▶ [PROBLEM STATEMENT] Turn every line of the records below into a Markdown table with the columns Row and Line, numbering each row and skipping blank lines. Leave the pictures out of the table.

## BEGIN TASK INPUT

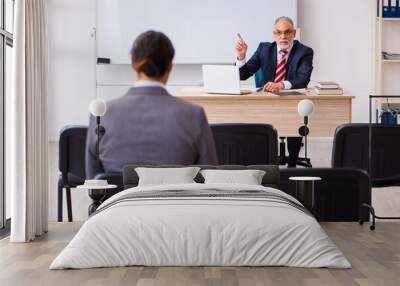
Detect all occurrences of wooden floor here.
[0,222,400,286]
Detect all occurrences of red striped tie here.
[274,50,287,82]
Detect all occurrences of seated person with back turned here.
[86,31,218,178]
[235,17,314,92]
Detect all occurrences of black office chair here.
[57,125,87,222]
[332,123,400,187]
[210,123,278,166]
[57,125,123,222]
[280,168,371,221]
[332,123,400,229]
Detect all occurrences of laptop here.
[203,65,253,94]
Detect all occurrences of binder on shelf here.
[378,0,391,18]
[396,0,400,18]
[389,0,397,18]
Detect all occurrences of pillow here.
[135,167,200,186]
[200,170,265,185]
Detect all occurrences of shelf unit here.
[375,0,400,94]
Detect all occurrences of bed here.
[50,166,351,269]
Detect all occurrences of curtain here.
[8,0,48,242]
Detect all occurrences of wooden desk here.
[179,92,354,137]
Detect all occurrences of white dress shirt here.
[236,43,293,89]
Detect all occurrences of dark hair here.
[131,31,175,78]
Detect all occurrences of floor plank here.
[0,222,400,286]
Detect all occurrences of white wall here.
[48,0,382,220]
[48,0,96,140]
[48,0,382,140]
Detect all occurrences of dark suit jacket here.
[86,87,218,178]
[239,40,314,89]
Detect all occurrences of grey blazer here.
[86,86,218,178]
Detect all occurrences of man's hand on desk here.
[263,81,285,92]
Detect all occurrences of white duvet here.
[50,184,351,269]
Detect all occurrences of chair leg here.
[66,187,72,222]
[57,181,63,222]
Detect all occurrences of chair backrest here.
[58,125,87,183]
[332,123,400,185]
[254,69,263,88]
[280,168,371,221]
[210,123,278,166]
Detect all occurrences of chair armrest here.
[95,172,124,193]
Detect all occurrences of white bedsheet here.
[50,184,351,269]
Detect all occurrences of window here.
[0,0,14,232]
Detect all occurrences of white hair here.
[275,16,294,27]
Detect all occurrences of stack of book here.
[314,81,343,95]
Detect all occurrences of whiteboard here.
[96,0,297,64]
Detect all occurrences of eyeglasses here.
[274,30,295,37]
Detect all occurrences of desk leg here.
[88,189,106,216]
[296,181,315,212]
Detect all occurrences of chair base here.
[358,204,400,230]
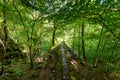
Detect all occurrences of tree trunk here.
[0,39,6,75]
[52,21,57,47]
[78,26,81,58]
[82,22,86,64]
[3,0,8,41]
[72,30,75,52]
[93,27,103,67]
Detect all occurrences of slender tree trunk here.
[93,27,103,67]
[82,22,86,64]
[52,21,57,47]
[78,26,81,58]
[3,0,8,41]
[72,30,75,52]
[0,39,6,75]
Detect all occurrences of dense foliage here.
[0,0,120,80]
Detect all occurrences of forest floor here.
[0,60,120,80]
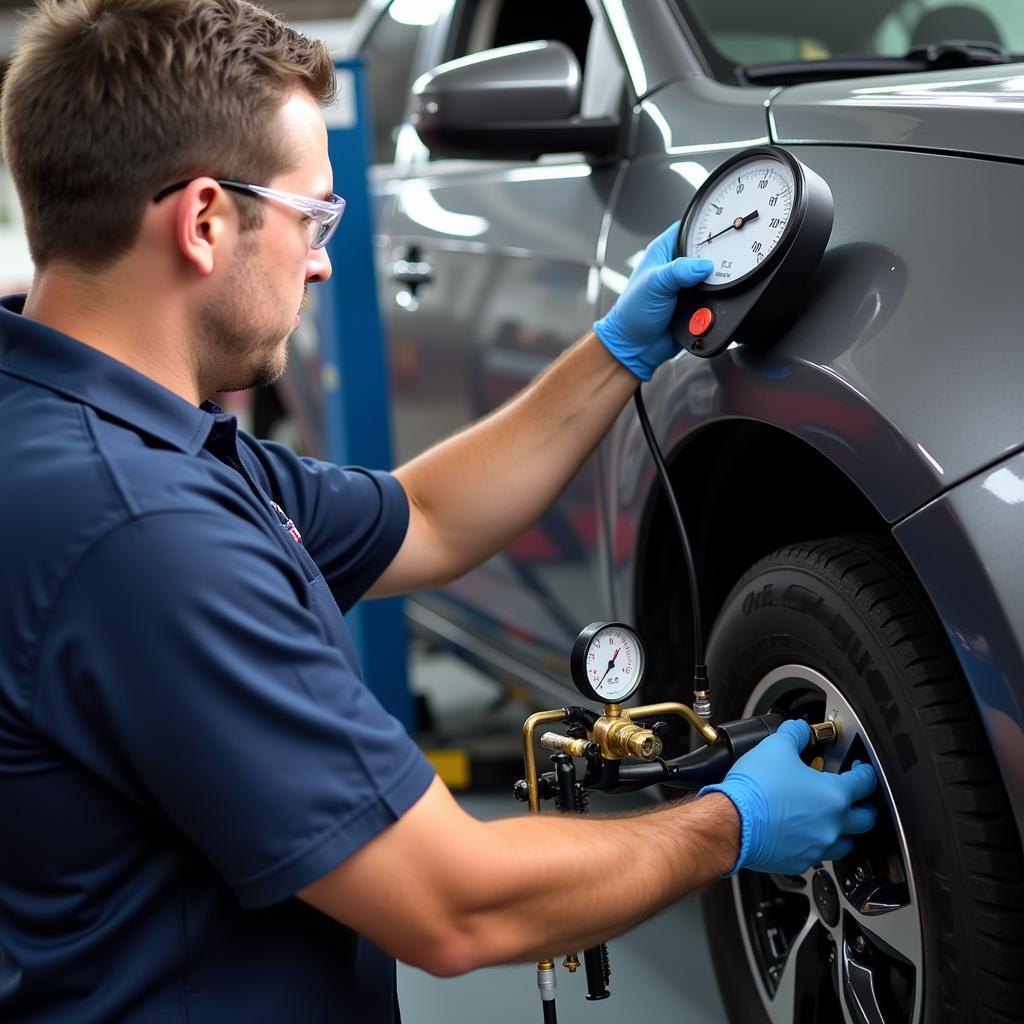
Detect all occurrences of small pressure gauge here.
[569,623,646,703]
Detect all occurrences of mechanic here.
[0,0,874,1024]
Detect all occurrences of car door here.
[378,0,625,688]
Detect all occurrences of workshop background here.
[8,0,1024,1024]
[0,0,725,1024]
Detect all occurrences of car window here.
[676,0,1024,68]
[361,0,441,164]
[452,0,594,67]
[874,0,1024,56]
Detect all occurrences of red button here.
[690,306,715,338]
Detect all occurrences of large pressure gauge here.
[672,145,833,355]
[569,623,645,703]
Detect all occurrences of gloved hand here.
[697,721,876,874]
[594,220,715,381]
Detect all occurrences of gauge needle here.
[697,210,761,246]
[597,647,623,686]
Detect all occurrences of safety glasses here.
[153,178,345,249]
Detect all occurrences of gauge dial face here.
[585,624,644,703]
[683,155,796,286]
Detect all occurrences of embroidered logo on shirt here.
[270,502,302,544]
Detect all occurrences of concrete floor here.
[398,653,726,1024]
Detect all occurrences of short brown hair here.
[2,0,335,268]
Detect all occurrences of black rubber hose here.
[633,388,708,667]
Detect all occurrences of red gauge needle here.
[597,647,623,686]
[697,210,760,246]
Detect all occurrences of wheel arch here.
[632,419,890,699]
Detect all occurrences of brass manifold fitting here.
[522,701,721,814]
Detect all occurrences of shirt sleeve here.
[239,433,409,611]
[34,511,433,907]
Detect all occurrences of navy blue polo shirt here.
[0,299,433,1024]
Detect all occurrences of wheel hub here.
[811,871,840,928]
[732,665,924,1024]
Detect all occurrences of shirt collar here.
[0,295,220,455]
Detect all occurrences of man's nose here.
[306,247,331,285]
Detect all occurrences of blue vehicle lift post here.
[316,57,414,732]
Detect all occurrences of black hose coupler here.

## END TASK INPUT

▶ [WORKED ANSWER]
| Row | Line |
|---|---|
| 1 | Detect all occurrences of wooden floor here. |
| 2 | [0,222,400,286] |
| 3 | Detect all occurrences of red striped tie here. |
| 4 | [274,50,287,82] |
| 5 | Detect all occurrences of seated person with back turned here. |
| 6 | [86,31,218,178] |
| 7 | [235,17,314,92] |
| 8 | Detect all occurrences of black office chair here. |
| 9 | [57,125,87,222] |
| 10 | [332,123,400,187] |
| 11 | [210,123,278,166] |
| 12 | [57,125,123,222] |
| 13 | [280,168,371,221] |
| 14 | [332,123,400,229] |
| 15 | Detect all occurrences of laptop here. |
| 16 | [203,65,253,94] |
| 17 | Detect all occurrences of binder on shelf here. |
| 18 | [378,0,391,18] |
| 19 | [396,0,400,18] |
| 20 | [389,0,397,18] |
| 21 | Detect all occurrences of pillow here. |
| 22 | [135,167,200,186] |
| 23 | [200,170,265,185] |
| 24 | Detect all occurrences of shelf unit here. |
| 25 | [375,0,400,94] |
| 26 | Detect all occurrences of bed here. |
| 27 | [50,166,351,269] |
| 28 | Detect all occurrences of curtain here. |
| 29 | [8,0,48,242] |
| 30 | Detect all occurrences of wooden desk here. |
| 31 | [179,92,354,137] |
| 32 | Detect all occurrences of white dress shirt here. |
| 33 | [236,43,293,89] |
| 34 | Detect all occurrences of dark hair here. |
| 35 | [131,31,175,78] |
| 36 | Detect all occurrences of floor plank here. |
| 37 | [0,222,400,286] |
| 38 | Detect all occurrences of white wall here. |
| 39 | [48,0,382,220] |
| 40 | [48,0,96,140] |
| 41 | [48,0,382,140] |
| 42 | Detect all occurrences of dark suit jacket here. |
| 43 | [86,87,218,178] |
| 44 | [239,40,314,89] |
| 45 | Detect all occurrences of grey blazer here. |
| 46 | [86,86,218,178] |
| 47 | Detect all occurrences of man's hand on desk here. |
| 48 | [263,81,285,92] |
| 49 | Detect all occurrences of white duvet here. |
| 50 | [50,184,351,269] |
| 51 | Detect all occurrences of chair leg here. |
| 52 | [66,187,72,222] |
| 53 | [57,181,63,222] |
| 54 | Detect all occurrences of chair backrest here. |
| 55 | [58,125,87,183] |
| 56 | [332,123,400,185] |
| 57 | [254,69,263,88] |
| 58 | [280,168,371,221] |
| 59 | [210,123,278,166] |
| 60 | Detect all occurrences of chair armrest here. |
| 61 | [95,172,124,193] |
| 62 | Detect all occurrences of white bedsheet here. |
| 63 | [50,184,351,269] |
| 64 | Detect all occurrences of window here. |
| 65 | [0,0,14,232] |
| 66 | Detect all occurrences of white hair here. |
| 67 | [275,16,294,27] |
| 68 | Detect all occurrences of stack of book here. |
| 69 | [314,81,343,95] |
| 70 | Detect all occurrences of whiteboard here. |
| 71 | [96,0,297,64] |
| 72 | Detect all occurrences of eyeglasses here. |
| 73 | [274,30,295,37] |
| 74 | Detect all occurrences of desk leg here. |
| 75 | [88,189,106,216] |
| 76 | [296,181,315,212] |
| 77 | Detect all occurrences of chair base here. |
| 78 | [358,204,400,230] |
| 79 | Detect all occurrences of tree trunk here. |
| 80 | [0,39,6,75] |
| 81 | [52,21,57,47] |
| 82 | [78,26,81,58] |
| 83 | [82,22,86,64] |
| 84 | [3,0,8,41] |
| 85 | [72,30,75,52] |
| 86 | [93,27,103,67] |
| 87 | Detect all occurrences of slender tree trunk here. |
| 88 | [93,27,103,67] |
| 89 | [82,22,86,64] |
| 90 | [52,21,57,47] |
| 91 | [78,26,81,58] |
| 92 | [3,0,8,41] |
| 93 | [72,30,75,52] |
| 94 | [0,39,6,75] |
| 95 | Detect all occurrences of dense foliage here. |
| 96 | [0,0,120,80] |
| 97 | Detect all occurrences of forest floor here. |
| 98 | [0,60,120,80] |
| 99 | Detect all occurrences of small pressure gauge here. |
| 100 | [569,623,646,703] |
| 101 | Detect all occurrences of mechanic here. |
| 102 | [0,0,874,1024] |
| 103 | Detect all occurrences of car door here. |
| 104 | [378,0,625,688] |
| 105 | Detect all occurrences of workshop background here. |
| 106 | [8,0,1024,1024] |
| 107 | [0,0,725,1024] |
| 108 | Detect all occurrences of car window here. |
| 109 | [676,0,1024,68] |
| 110 | [361,0,441,164] |
| 111 | [452,0,594,67] |
| 112 | [874,0,1024,56] |
| 113 | Detect all occurrences of red button here. |
| 114 | [690,306,715,338] |
| 115 | Detect all occurrences of large pressure gauge here. |
| 116 | [672,145,833,355] |
| 117 | [569,623,645,703] |
| 118 | Detect all occurrences of gloved hand here. |
| 119 | [697,721,876,874] |
| 120 | [594,220,715,381] |
| 121 | Detect all occurrences of gauge needle here. |
| 122 | [697,210,761,246] |
| 123 | [597,647,623,686] |
| 124 | Detect all occurrences of safety glasses here. |
| 125 | [153,178,345,249] |
| 126 | Detect all occurrences of gauge dial face here. |
| 127 | [585,624,644,703] |
| 128 | [683,155,796,286] |
| 129 | Detect all occurrences of embroidered logo on shirt here. |
| 130 | [270,502,302,544] |
| 131 | Detect all occurrences of concrete floor here. |
| 132 | [398,653,726,1024] |
| 133 | Detect all occurrences of short brown hair here. |
| 134 | [2,0,335,268] |
| 135 | Detect all occurrences of black rubber hose here. |
| 136 | [633,388,708,667] |
| 137 | Detect all occurrences of red gauge needle here. |
| 138 | [597,647,623,686] |
| 139 | [697,210,760,246] |
| 140 | Detect all occurrences of wheel arch here. |
| 141 | [632,419,890,699] |
| 142 | Detect all occurrences of brass manifold fitting here. |
| 143 | [522,701,721,814] |
| 144 | Detect all occurrences of shirt sleeve here. |
| 145 | [239,433,409,611] |
| 146 | [34,511,433,907] |
| 147 | Detect all occurrences of navy blue polo shirt here. |
| 148 | [0,299,433,1024] |
| 149 | Detect all occurrences of wheel hub here. |
| 150 | [811,871,840,928] |
| 151 | [732,665,924,1024] |
| 152 | Detect all occurrences of shirt collar here. |
| 153 | [0,295,220,455] |
| 154 | Detect all occurrences of man's nose here. |
| 155 | [306,247,331,285] |
| 156 | Detect all occurrences of blue vehicle lift post here. |
| 157 | [316,57,414,732] |
| 158 | Detect all occurrences of black hose coupler here. |